Canada's Institute for Research in Construction (a part of the National Research Council and publisher of Canada's model building code – NBC) requires a special test regime for firestops for plastic pipe penetrants. Fire endurance tests for this application must be run under 50Pa positive furnace pressure in order to adequately simulate the effect of potential temperature differences between indoor and outdoor temperatures in Canada's winters. Special hoods are applied here to provide suction on the top side of a test assembly in order to reach the 50Pa pressure differential. Afterwards, a 30PSI hose-stream test may be applied.

Outdoor spray fireproofing methods that must be qualified to the hydrocarbon curve may be required to pass a host of environmental tests before any burn takes place, to minimize the likelihood of ordinary operational environments rendering a vital system component useless before it ever encounters a fire.

If critical environmental conditions are not satisfied, an assembly may not be eligible for a fire-resistance rating.
********************
*Instructions*
1 > Reproduce the part of the fire-testing passage that begins at the words "Outdoor spray fireproofing" and stops after "a fire-resistance rating.".
2 > According to the fire-testing passage, what furnace pressure must fire endurance tests for plastic pipe penetrant firestops be run under in Canada?
3 > Carry on with the fire-testing passage from its last sentence.

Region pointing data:
********************
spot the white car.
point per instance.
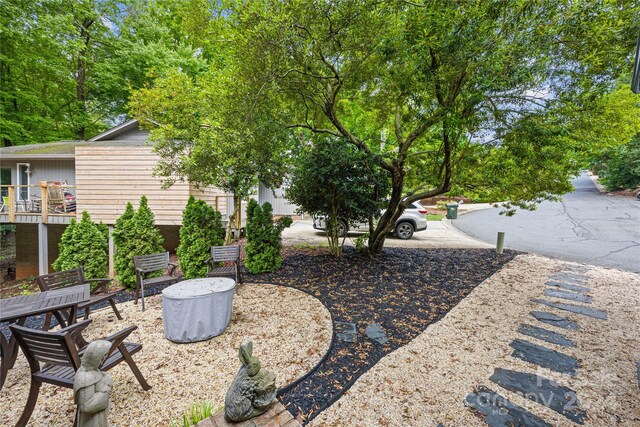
(414, 218)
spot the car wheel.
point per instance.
(404, 230)
(342, 228)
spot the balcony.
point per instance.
(46, 203)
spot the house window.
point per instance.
(24, 178)
(5, 179)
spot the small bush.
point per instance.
(201, 229)
(264, 241)
(84, 244)
(134, 234)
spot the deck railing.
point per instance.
(45, 199)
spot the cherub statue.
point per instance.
(252, 390)
(91, 387)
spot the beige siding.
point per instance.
(213, 196)
(109, 177)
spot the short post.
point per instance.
(500, 243)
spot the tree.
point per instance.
(439, 88)
(337, 180)
(84, 245)
(201, 228)
(136, 234)
(623, 166)
(264, 241)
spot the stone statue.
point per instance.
(252, 391)
(92, 387)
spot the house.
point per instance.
(103, 173)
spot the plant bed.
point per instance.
(403, 291)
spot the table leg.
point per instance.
(9, 350)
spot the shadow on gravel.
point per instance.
(402, 290)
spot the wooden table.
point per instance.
(17, 309)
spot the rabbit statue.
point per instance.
(252, 390)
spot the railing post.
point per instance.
(12, 204)
(44, 208)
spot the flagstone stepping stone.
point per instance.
(497, 411)
(546, 392)
(544, 357)
(578, 309)
(552, 319)
(572, 296)
(545, 335)
(569, 287)
(569, 277)
(346, 332)
(376, 333)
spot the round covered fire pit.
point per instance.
(197, 309)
********************
*Answers by item*
1 >
Outdoor spray fireproofing methods that must be qualified to the hydrocarbon curve may be required to pass a host of environmental tests before any burn takes place, to minimize the likelihood of ordinary operational environments rendering a vital system component useless before it ever encounters a fire.

If critical environmental conditions are not satisfied, an assembly may not be eligible for a fire-resistance rating.

2 > 50Pa positive furnace pressure.

3 >
==Tests for fire resistance of record protection equipment==
The following classifications may be attained when testing in accordance with UL 72.

===Class 125 Rating===
This rating is the requirement in data safes and vault structures for protecting digital information on magnetic media or hard drives. Temperatures inside the protected chamber must be held below 125 F for the time period specified, such as Class 125-2 Hour, with temperatures up to 2000 F outside the vault. The temperature reading is taken on the inside surfaces of the protective structure. Maintaining the temperature below 125 °F is critical because data is lost above that temperature threshold, even if the media or hard drives appear to be intact.

===Class 150 Rating===
This is the rating required to protect microfilm, microfiche, and other film-based information storage media. Above 150 F film is distorted by the heat and information is lost. A Class 150-2 Hour vault must keep the temperature below 150 °F for at least two hours, with temperatures up to 2000 F outside the vault.

===Class 350 Rating===
This rating is the requirement for protecting paper documents. Above 350 F paper is distorted by the heat and information is lost. A Class 350-4 Hour vault must keep the temperature below 350 °F for at least four hours, with temperatures up to 2000 F outside the vault.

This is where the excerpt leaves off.